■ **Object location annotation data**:
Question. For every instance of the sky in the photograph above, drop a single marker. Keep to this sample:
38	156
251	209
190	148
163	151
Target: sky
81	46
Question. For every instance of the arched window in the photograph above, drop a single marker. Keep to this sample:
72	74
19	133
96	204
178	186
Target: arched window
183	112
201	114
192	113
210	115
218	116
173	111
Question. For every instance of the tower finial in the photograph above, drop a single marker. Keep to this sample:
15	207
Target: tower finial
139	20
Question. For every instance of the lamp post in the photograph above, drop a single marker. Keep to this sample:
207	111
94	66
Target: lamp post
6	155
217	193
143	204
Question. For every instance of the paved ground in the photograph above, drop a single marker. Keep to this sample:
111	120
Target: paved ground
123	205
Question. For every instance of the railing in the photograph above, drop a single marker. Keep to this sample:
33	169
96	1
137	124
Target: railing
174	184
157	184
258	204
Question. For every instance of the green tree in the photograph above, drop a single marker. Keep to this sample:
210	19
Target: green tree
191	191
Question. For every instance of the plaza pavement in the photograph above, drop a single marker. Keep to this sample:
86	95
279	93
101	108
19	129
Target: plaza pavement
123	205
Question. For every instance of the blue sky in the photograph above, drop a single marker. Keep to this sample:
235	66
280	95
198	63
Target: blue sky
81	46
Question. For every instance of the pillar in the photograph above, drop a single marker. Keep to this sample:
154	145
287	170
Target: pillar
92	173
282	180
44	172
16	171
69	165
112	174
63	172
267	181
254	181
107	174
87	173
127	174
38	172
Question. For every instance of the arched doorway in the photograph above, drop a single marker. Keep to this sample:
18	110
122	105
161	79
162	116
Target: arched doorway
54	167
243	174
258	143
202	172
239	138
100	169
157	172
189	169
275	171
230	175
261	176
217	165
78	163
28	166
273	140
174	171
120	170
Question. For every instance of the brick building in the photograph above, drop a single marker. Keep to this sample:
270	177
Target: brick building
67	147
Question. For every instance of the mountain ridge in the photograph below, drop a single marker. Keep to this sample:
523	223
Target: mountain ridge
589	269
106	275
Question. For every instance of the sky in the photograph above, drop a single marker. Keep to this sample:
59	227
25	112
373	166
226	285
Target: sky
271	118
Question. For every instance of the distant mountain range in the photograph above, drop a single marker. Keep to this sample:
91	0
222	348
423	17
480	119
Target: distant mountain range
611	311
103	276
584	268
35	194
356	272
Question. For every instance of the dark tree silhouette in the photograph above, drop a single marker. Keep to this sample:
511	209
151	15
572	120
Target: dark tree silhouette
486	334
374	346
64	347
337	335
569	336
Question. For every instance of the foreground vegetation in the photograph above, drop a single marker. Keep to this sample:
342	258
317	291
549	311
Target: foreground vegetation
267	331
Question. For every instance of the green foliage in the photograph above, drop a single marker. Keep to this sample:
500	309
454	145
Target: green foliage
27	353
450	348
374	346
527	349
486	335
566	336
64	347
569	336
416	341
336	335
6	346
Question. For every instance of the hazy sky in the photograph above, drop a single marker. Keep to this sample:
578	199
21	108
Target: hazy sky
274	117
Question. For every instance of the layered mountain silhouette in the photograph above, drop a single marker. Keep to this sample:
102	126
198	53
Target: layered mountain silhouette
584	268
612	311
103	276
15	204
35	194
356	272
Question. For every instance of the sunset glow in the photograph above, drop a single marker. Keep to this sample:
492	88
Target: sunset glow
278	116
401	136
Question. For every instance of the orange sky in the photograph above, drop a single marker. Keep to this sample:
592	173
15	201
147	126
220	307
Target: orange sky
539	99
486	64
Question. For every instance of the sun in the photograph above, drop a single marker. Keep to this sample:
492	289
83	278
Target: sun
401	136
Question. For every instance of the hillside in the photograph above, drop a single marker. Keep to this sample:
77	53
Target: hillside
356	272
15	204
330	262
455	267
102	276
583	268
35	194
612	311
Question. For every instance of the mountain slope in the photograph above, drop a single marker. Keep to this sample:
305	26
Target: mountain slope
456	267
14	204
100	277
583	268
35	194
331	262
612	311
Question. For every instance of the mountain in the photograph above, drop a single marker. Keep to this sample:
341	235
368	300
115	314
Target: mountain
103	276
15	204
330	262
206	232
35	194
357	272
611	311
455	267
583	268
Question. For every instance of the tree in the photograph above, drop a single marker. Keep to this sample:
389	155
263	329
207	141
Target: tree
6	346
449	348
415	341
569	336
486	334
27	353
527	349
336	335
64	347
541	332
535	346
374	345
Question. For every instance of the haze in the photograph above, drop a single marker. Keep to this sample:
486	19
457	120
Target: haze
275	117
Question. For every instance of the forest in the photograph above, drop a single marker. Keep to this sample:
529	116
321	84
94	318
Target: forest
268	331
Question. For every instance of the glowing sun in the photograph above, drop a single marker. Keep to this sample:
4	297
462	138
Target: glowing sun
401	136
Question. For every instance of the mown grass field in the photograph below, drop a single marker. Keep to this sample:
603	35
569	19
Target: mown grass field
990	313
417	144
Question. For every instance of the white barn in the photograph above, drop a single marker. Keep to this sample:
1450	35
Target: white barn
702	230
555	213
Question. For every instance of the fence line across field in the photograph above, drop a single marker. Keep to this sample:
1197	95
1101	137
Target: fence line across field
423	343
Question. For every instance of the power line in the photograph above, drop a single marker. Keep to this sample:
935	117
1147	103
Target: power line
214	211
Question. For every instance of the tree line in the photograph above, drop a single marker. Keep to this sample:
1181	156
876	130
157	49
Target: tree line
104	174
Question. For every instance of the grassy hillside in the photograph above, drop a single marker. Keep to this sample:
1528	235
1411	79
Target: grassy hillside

■ **TASK GOAL**: Everything from the line containing "Question. For every instance of the fence" through the final line of the listing, inclusive, must be reproduced exactly; leave out the rest.

■ **THE ANSWER**:
Question. For every instance of the fence line across field in the photograph above, drop a single marker. Keep to this sample:
1197	95
1101	137
Target: fence line across field
423	343
Question. For every instance of the power line in the photograph above, drop a single marker. Keep to this sample:
935	117
1147	103
Target: power line
214	211
Question. For every instance of the tree line in the photograph above, drop a single marker. Keep to this sample:
1181	156
876	130
157	49
Target: tree line
104	174
Question. For every instance of the grassy hillside in the photograph above, drop a single marker. Keep to this sample:
1528	235
1411	79
Target: grassy hillside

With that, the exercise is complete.